* **Texto dado**
/---

El que cuenta las sílabasGabriel Albiac

Homo Vociferans

Actualizada 01:30

Johan Huizinga me llama a ser benévolo, desde su balda en la biblioteca: no, no debo incomodarme porque los alaridos de los devotos de la religión futbolística alteren mi, sin duda, demasiado tempranero sueño. «En los límites del terreno de juego reina un orden específico y absoluto. Y ahí tenemos un nuevo rasgo, aún más positivo, del juego. Crea orden, es orden. Realiza la perfección en la imperfección del mundo y la confusión de la vida, una perfección temporal y limitada… El juego exige un orden absoluto» (Homo ludens, 1938). Sea, pues. Los alaridos son liturgia central de ese que es el orden de una sacralidad desplazada.

No frecuento las grandes aglomeraciones. Y, de los espectáculos de masas que mueven los mayores consensos de este mundo nuestro, sólo los conciertos de rock and roll han jugado algún papel en mi biografía: a estas alturas, ya no tanto. Para otras formas de música, prefiero con diferencia la soledad del tocadiscos en mi biblioteca, a los majestuosos auditorios que deleitan a diletantes emperifollados. En los aplausos de esos espacios públicos, siempre me vuelve a la memoria mi primera visita infantil, en el zoológico, a la jaula de los monos. Bueno, no hay que tomárselo a mal, es lo que somos. Hablantes: sea eso ventaja o inconveniente. Pero monos.

\---

* **Por hacer**
1: Según el texto dado, ¿qué espectáculos de masas han tenido algún papel en la biografía de quien escribe?
2: Copia, en orden, cada una de las oraciones que forman la cita de Homo ludens en el texto dado.

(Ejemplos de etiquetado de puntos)
/---

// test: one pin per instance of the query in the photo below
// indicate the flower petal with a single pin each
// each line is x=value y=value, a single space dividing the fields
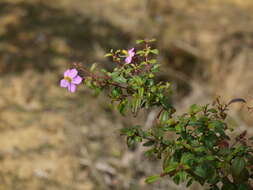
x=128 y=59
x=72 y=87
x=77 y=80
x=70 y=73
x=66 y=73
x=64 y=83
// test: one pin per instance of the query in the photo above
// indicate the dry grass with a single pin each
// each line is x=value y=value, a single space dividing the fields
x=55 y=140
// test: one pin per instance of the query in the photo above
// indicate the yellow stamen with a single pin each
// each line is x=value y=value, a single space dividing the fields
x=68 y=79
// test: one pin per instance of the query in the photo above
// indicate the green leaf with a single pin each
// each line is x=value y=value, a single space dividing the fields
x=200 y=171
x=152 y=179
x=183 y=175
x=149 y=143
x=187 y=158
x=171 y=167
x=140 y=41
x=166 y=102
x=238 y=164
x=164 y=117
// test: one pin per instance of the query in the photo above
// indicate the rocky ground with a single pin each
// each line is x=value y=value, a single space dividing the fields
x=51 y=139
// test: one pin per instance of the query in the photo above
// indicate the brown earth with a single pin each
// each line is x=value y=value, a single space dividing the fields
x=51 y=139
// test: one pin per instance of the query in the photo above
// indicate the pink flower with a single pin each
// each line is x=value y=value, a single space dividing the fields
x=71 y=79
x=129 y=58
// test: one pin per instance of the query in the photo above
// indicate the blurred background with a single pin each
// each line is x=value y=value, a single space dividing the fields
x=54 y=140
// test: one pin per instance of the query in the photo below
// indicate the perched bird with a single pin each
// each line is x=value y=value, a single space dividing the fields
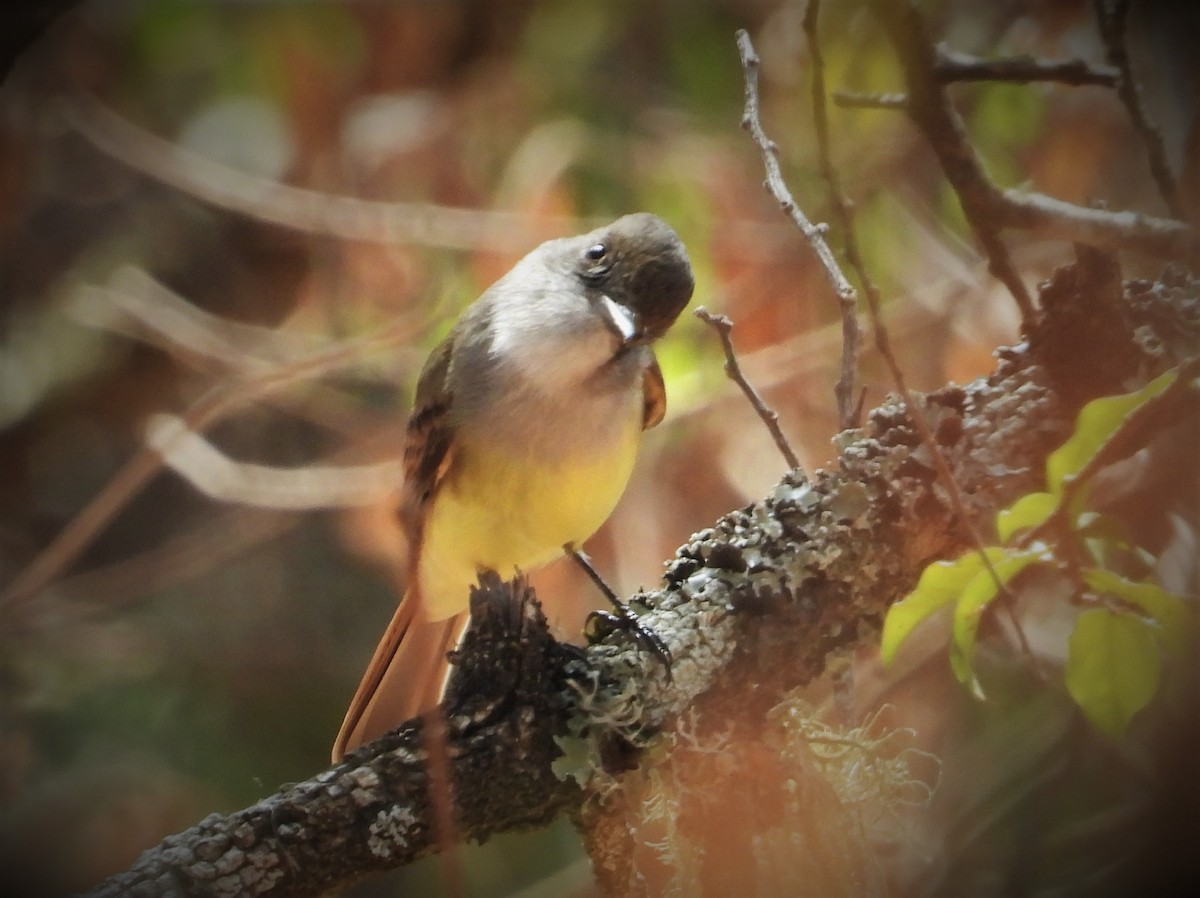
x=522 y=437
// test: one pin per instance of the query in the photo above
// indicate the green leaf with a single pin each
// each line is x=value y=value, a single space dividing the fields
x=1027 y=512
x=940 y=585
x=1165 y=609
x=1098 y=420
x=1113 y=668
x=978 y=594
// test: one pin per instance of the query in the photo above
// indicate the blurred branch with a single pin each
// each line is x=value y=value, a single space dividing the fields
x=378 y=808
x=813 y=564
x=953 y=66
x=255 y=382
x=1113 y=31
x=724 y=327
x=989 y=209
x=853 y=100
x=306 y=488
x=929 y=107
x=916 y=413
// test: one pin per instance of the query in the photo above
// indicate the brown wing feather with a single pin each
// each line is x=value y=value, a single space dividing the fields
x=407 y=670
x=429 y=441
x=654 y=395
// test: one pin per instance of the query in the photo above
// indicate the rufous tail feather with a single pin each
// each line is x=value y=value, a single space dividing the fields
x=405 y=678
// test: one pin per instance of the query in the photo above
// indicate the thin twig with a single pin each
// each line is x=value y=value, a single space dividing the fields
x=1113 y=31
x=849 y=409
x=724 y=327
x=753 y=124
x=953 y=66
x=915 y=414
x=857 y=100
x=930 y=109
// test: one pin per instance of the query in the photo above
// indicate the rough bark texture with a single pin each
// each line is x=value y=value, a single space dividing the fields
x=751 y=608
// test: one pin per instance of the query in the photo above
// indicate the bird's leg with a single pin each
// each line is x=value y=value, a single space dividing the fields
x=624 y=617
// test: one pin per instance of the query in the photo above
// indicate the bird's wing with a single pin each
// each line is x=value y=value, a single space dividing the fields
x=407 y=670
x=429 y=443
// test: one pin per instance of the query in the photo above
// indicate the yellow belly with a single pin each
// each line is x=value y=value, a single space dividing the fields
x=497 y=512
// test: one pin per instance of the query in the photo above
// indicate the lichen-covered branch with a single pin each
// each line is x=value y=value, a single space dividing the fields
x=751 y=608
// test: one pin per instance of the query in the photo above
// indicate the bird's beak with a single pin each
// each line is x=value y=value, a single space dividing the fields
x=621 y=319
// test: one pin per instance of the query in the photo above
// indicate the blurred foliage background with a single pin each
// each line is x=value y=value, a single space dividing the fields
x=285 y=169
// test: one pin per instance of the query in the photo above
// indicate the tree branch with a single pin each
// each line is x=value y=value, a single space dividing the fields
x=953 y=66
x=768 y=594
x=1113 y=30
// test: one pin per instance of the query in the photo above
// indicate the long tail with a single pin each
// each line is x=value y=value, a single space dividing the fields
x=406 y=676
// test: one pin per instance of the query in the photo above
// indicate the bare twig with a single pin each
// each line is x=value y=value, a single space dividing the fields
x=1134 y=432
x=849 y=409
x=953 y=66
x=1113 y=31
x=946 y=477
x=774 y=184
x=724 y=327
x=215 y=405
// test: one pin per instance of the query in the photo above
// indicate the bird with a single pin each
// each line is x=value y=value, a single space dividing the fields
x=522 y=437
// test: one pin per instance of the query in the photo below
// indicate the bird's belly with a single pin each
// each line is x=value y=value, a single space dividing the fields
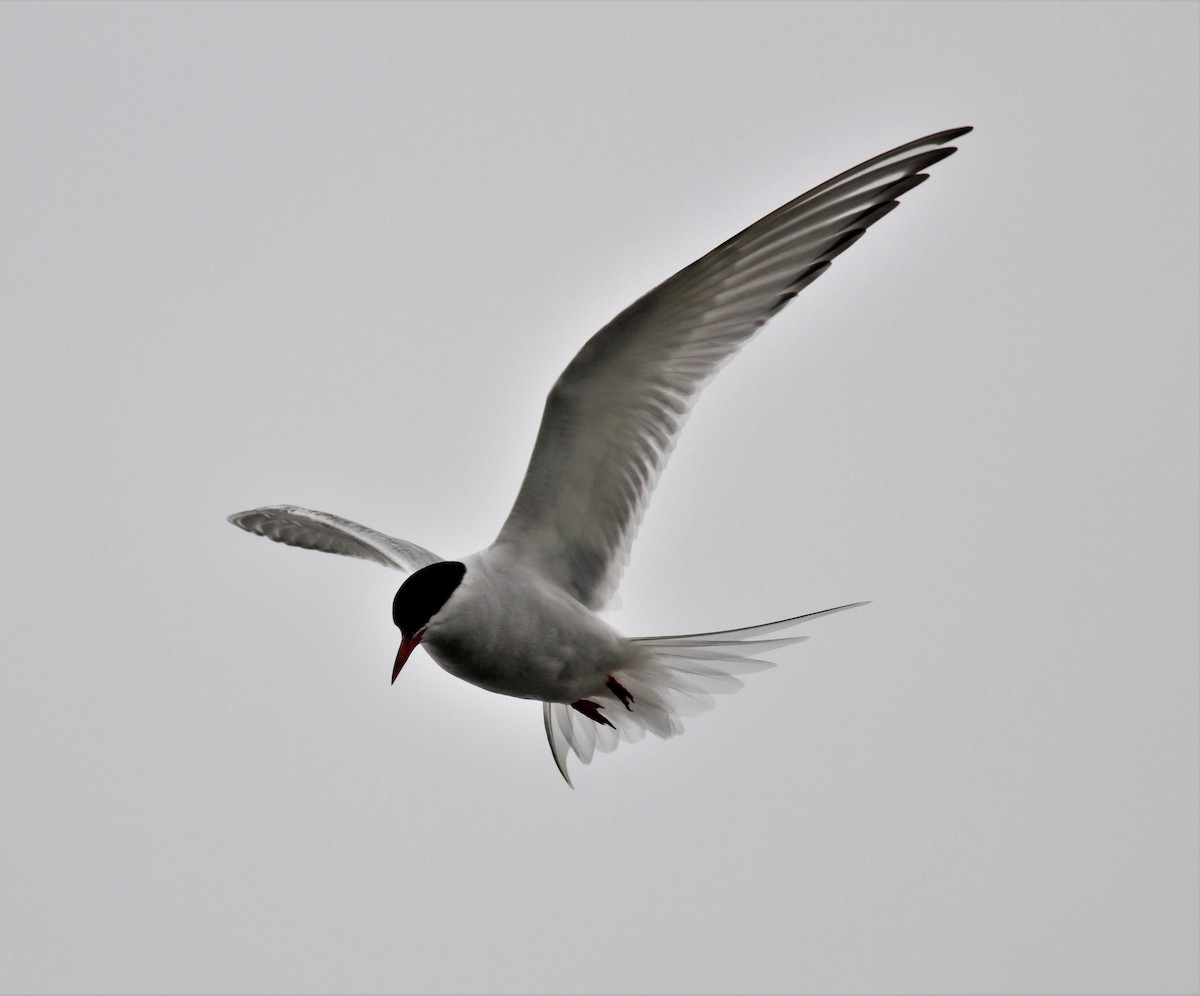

\---

* **Las respuestas**
1: Sólo los conciertos de rock and roll.

2:
1. En los límites del terreno de juego reina un orden específico y absoluto.
2. Y ahí tenemos un nuevo rasgo, aún más positivo, del juego.
3. Crea orden, es orden.
4. Realiza la perfección en la imperfección del mundo y la confusión de la vida, una perfección temporal y limitada…
5. El juego exige un orden absoluto